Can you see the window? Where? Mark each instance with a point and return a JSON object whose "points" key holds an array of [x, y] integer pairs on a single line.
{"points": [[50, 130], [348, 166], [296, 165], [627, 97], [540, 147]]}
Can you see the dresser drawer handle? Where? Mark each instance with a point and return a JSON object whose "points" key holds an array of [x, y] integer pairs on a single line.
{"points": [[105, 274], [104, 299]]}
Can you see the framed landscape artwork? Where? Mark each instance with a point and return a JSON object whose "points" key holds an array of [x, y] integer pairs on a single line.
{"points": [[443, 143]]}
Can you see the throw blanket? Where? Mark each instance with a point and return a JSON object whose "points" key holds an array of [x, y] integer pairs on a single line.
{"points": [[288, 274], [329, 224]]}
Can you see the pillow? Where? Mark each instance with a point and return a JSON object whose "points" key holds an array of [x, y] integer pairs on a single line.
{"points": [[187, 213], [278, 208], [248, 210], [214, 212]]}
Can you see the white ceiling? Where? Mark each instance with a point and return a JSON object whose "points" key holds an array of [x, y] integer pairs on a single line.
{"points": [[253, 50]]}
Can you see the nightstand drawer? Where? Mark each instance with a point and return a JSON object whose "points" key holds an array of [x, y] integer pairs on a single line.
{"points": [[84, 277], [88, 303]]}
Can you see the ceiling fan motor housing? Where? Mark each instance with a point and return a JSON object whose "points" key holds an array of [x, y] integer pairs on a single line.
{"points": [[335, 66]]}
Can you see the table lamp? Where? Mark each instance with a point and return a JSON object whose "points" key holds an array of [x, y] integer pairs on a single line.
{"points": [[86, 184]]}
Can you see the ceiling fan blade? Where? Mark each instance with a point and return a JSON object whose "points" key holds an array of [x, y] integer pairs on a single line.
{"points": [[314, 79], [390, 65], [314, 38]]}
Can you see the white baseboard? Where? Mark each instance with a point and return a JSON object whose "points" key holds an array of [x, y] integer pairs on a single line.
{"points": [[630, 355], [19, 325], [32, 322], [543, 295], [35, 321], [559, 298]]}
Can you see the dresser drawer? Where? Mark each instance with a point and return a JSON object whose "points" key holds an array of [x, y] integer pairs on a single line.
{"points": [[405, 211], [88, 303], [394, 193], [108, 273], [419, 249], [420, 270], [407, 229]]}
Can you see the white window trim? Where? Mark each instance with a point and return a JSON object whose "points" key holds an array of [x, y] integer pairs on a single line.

============================================================

▸ **What is being asked**
Find "Can you see the white baseboard?" in the records. Copy its line and every line after it, exactly, through the last one.

▸ **Response box**
Can you see the white baseboard? Where? Mark each instance with a point and return a JSON object whose "points" key holds an array of [x, y] integer pairs on a single line.
{"points": [[630, 355], [19, 325], [32, 322], [543, 295], [35, 321], [559, 298]]}
Can you see the dresser drawer? Where? Mark each instance with a point and return a JSON object whose "points" key holds an array of [x, y] integer pairs on a single line.
{"points": [[405, 211], [88, 303], [394, 193], [108, 273], [419, 249], [420, 270], [407, 229]]}
Can you see the white window trim? Where? Mark each instance with a point and return a JSON object whose "points" key holds an array of [x, y] integer pairs on a single line.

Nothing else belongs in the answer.